## DIRECTION A
Name every stage the friendship passage gives for ascending to the perfection of friendship.

## start QUOTED PASSAGE

Here is the extract from Aelred of Rievaulx’s De spirituali amicitia:

“First we must set this spiritual love on a firm foundation in which its beginnings must be anchored, and the greatest care must be exercised, when soaring to the heights of friendship, to keep within the established limits. This foundation is the love of God, to which all things should be referred – whatever love or affection may suggest, whatever one’s inner promptings or a friend may recommend…
Not all those whom we love, however, are to be received into friendship, for not all will be found fit for it, since friendship is a twinning of minds and spirits where two become as one.
Your friend is a second self from whom you withhold nothing, hide nothing, fear nothing. The first essential, therefore, is to choose someone whom you judge suitable, then to try him, and finally to submit him to your friendship. For friendship should be stable, unfaltering in affection, holding a mirror to eternity. That is why friends are not to be changed by childish whim according as we blow hot or cold. Since there is none viler than the man who violates friendship, nor mental anguish worse than being forsaken or attacked by a friend, a potential friend must be picked with the utmost care and tested with all circumspection. But once he is admitted to intimacy, you must bear with him, follow him, draw him after you, so that, as long as he does not withdraw irrevocably from the given basis, you hold all things in common, both material and spiritual, and are thus one in mind and heart and will and purpose.
So you can distinguish four stages by which one ascends to the perfection of friendship: the first is choosing, the second is testing, the third is accepting, the fourth the achieving, through charity and good will, of total unanimity in matters human and divine.”

“Yet it is not only the high irascible you should avoid choosing as friends, but also the unstable and the suspicious… As for the suspicious man, he lacks the first essential to be sought in friendship: the peace and tranquillity of heart that each can give the other. You should therefore choose for your friend a man who is free from anger’s fretting, who knows his own mind, is not eaten up with suspicion and does not cast gravity to the winds with idle chatter, and above all one whose character and conduct is compatible with yours…”

“I grant you one is hard put to it to find a man who is not naturally subject to these failings. But there are many who have risen above them: those who curb their irritability with patience, who cultivate seriousness as check upon their levity, and banish distrust by fixing their minds on love. And the best-trained for friendship, I would say, are precisely those who have fought and overcome. The harder they have struggled against their weaknesses, the more dependable they are as friends.”

## end QUOTED PASSAGE

## DIRECTION B
Count the lines of the entries that contain the string "each", with case counting. Give only the number.

## start DATA SUPPLIED

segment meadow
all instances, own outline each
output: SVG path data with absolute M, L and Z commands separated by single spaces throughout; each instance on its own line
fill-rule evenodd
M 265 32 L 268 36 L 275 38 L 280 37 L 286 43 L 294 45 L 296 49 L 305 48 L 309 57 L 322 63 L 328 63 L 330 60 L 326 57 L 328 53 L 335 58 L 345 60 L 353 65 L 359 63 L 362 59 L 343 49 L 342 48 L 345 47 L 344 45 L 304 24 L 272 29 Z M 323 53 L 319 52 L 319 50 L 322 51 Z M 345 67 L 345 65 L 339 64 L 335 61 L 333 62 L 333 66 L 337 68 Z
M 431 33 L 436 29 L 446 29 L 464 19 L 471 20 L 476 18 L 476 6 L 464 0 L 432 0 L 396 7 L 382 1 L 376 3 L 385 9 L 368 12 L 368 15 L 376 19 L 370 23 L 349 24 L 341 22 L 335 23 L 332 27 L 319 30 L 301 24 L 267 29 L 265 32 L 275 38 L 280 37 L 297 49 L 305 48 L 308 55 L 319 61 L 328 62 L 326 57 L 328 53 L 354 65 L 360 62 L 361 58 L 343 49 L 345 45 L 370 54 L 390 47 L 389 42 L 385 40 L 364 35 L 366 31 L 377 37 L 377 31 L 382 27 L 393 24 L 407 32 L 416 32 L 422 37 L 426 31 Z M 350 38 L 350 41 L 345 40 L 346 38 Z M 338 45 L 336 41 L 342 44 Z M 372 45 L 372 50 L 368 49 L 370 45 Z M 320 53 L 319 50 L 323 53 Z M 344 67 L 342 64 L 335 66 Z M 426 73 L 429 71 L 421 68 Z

## end DATA SUPPLIED

## FINAL RESULT A
1. Choosing
2. Testing
3. Accepting
4. Achieving, through charity and good will, total unanimity in matters human and divine

## FINAL RESULT B
2